• DIRECTIONS
Search the records for the string "rugby" and copy every line in which it appears.

• WORKING DATA

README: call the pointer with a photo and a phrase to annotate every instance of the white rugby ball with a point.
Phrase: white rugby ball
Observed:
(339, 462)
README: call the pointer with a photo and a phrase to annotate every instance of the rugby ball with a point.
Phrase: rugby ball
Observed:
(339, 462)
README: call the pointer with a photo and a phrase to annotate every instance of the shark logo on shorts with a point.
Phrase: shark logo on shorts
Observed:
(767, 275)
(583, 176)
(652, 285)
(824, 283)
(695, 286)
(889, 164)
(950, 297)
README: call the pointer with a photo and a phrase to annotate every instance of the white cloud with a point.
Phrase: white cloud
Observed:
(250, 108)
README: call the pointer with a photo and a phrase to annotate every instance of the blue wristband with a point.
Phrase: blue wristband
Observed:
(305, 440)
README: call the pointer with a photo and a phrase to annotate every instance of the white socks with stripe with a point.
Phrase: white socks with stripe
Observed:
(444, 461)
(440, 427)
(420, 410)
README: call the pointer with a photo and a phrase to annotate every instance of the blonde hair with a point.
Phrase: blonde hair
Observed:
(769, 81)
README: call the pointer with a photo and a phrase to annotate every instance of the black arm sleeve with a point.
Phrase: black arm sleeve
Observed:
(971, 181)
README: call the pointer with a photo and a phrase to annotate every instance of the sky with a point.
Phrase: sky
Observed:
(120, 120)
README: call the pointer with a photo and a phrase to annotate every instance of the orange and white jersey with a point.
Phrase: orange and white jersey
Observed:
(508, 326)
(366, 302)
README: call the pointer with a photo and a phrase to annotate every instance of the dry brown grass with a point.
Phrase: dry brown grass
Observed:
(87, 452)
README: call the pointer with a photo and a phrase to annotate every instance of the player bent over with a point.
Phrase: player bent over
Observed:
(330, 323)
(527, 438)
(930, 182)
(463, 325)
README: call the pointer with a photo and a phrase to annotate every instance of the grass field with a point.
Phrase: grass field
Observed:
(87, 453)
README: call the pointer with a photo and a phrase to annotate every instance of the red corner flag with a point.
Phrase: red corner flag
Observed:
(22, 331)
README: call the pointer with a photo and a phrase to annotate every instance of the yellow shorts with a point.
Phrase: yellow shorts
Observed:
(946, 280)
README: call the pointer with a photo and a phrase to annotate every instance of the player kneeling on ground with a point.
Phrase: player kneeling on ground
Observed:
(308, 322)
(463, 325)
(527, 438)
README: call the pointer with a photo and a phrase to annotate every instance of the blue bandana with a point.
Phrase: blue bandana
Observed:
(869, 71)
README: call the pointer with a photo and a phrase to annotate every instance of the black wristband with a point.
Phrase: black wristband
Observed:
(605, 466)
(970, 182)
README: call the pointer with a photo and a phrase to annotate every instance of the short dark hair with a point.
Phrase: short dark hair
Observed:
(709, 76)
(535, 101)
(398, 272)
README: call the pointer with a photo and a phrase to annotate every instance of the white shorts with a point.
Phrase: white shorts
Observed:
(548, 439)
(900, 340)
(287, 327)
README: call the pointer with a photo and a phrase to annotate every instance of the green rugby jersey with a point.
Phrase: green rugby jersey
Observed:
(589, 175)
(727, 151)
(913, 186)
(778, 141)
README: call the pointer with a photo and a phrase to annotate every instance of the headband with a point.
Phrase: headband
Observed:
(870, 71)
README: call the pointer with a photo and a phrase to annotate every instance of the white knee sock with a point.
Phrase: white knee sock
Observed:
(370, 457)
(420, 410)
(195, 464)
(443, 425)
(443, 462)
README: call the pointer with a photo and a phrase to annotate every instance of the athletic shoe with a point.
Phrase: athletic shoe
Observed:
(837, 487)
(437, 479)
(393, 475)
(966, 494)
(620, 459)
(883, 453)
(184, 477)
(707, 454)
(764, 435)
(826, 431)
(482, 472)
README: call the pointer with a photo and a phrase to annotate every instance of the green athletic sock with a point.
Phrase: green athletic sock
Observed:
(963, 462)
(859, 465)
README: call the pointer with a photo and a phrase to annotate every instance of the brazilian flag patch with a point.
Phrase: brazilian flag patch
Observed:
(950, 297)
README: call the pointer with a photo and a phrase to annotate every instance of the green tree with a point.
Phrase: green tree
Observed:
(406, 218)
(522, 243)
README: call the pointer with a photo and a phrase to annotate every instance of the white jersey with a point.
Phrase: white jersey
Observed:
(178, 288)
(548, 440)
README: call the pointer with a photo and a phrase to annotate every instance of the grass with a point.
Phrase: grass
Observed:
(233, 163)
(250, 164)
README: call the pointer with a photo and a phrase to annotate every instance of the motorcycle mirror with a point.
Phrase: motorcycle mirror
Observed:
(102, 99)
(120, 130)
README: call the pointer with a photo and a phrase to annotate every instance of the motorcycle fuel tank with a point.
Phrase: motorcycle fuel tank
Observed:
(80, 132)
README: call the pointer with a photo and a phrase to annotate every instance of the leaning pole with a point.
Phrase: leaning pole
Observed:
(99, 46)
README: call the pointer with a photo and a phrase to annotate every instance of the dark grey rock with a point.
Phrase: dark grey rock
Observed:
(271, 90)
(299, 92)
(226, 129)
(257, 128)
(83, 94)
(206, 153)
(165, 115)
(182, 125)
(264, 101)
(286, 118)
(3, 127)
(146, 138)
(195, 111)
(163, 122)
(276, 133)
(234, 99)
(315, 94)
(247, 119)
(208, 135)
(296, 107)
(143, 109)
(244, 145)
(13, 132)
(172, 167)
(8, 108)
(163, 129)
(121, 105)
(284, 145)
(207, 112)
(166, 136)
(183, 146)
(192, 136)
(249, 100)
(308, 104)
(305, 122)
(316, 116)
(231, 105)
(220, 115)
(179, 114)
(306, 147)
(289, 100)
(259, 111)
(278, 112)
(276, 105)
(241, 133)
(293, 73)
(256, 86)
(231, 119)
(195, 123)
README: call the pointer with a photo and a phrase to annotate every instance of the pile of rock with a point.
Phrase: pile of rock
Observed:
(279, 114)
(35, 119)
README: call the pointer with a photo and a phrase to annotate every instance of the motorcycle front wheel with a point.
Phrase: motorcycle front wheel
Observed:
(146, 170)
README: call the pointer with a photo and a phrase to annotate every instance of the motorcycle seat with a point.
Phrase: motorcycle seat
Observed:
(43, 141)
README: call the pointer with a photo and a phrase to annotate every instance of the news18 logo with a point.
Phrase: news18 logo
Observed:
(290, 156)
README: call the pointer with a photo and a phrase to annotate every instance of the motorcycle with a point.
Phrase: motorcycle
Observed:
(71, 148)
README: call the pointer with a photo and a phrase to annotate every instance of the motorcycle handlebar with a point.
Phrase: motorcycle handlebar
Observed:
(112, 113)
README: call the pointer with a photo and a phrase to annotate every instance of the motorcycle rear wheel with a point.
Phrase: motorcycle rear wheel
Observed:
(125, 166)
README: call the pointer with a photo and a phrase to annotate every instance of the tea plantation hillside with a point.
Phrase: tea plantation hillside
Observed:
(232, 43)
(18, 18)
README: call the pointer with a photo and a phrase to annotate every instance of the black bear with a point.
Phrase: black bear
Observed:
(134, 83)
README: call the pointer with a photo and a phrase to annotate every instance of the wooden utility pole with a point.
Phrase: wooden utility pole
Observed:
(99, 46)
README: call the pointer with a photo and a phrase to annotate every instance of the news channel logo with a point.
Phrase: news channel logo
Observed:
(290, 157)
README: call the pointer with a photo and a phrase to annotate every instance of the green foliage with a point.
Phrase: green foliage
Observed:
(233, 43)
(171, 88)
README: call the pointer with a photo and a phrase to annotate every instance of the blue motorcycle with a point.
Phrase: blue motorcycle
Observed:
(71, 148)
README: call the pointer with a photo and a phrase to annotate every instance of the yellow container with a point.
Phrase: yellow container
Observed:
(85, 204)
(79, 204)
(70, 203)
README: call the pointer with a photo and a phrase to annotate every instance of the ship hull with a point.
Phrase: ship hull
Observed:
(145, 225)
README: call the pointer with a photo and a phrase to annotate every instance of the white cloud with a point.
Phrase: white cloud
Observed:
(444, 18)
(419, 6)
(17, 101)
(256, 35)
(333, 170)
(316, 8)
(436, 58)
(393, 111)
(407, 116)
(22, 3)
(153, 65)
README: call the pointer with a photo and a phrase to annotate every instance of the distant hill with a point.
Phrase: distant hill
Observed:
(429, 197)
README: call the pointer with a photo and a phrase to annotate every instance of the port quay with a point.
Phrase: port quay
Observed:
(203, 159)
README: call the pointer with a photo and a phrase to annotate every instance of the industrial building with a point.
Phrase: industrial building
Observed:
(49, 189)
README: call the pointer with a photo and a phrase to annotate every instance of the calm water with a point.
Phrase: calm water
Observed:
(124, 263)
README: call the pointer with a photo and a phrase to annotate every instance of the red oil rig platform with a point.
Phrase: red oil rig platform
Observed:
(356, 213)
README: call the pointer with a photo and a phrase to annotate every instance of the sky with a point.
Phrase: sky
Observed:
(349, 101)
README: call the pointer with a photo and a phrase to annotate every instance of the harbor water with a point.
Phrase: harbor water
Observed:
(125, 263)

• SOLUTION
README: call the pointer with a photo and a phrase to annotate every instance of the white rugby ball with a point.
Phrase: white rugby ball
README: call the pointer with a photo and a phrase to annotate every instance of the rugby ball with a point.
Phrase: rugby ball
README: call the pointer with a photo and a phrase to annotate every instance of the green rugby jersey with a point.
Phrase: green rugby jersey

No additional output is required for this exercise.